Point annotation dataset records
........

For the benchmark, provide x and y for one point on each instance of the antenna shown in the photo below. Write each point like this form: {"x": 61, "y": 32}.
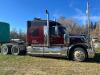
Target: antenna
{"x": 47, "y": 14}
{"x": 88, "y": 16}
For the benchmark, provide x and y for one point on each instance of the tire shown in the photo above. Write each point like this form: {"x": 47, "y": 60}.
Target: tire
{"x": 4, "y": 49}
{"x": 15, "y": 50}
{"x": 79, "y": 54}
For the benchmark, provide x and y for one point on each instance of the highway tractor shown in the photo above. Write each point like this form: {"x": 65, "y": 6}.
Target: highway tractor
{"x": 46, "y": 38}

........

## YOUR TASK:
Quote, without any change, each line from the one that contains "of the tire" through the end of the material.

## TASK RESPONSE:
For the benchmark, provide x and y for one point on each instance of the tire shown in the photo above. Write each point like this form: {"x": 47, "y": 60}.
Target: tire
{"x": 4, "y": 49}
{"x": 15, "y": 50}
{"x": 79, "y": 54}
For the benchmark, provide x and y for one point on each instance of the highway tractor shown in the photo above. Write each point like this form: {"x": 65, "y": 6}.
Target: highway tractor
{"x": 46, "y": 38}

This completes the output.